Written request - Pick up the commentary below on the Senate permitting bill and continue it after its final sentence.
* Start Extract to read *
Fossil fuels produced on federal lands for energy represent a substantial portion of the greenhouse gas emissions produced by the United States, a fact even Biden regulators have acknowledged while allowing more sales.
Whether this legislation can get to a full vote in the Senate is far from certain, and it’s a longshot for passage in this Congress. The bill goes further in favor of fossil fuels than the 2022 Manchin permitting deal, which was blocked by a confluence of opposition from environmentalists and far-right legislators that wanted an even more aggressive approach to overhauling environmental laws.
The same sort of coalition could stall this bill. But it would not surprise me if many more Democrats added their voices and votes in support. Over my years of reporting in Congress, I found a growing sense of frustration in Democratic circles at the lack of shovel-ready projects funded by the Inflation Reduction Act. They blame the National Environmental Policy Act, the Federal Energy Regulatory Commission, and pencil-pushing government officials. They’re tired of being asked “will they or won’t they” questions by Hill reporters about an ever-elusive permitting deal. So they may take any leap of faith to see those visual victories come to fruition faster — and help shore up political support for keeping the landmark climate law in place.
* End Extract to read *
* Start Data shown *
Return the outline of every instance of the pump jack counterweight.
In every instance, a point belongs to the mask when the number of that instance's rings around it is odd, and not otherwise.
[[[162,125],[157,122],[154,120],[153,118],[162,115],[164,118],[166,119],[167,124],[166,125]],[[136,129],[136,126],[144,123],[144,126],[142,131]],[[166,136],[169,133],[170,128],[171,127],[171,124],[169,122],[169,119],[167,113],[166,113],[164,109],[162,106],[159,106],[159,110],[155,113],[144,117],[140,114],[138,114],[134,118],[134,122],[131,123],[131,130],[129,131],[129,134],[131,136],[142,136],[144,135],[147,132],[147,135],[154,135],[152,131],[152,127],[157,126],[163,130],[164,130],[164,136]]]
* End Data shown *
The answer -
But that’s not how climate activists want them to see the bill. At all.
“Honestly, the amount of fossil fuels that can be deployed out of this far outweighs to me the gains we would get in transmission,” Johanna Bozuwa, executive director of the Climate and Community Project, told me. “I can understand the ‘for’ side of this. People are frustrated and they are sick of transmission not being deployed. Whereas the people who are against this bill are like, you need to think about the ramifications right now. Because what is being built into this bill is not next year’s emissions. It’s thirty years of emissions.”
Under Manchin-Barrasso, it would be much harder for the federal government to reduce how much land and sea it sells to fossil fuel companies every year.
The federal government regularly offers land for oil and gas companies to purchase for drilling sites. Deciding what land to sell and how much acreage to offer is normally a process decided at the bureaucratic level in tandem with industry input and environmental analyses. Under the Trump administration, lease sales were plentiful, though some had to be canceled because of inadequate climate and species reviews. Biden’s gone the opposite direction, but in order to win Manchin’s crucial vote, the IRA also complicated efforts to wind down fossil fuel auctions. One of Manchin’s non-negotiables for passing the bill was tying renewables leasing to millions of acres in mandatory oil and gas lease sales. In other words, to sell land for renewables, the government must now sell fossil fuels too.
Specifically, the IRA required the government to sell either millions of acres or the acreage that industry expresses interest in. So far, the Interior Department has found wiggle room by saying the acres they sell do not need to align precisely with properties requested by developers. Some in the oil and gas industry have accused the Biden administration of deliberately offering land the industry doesn’t want.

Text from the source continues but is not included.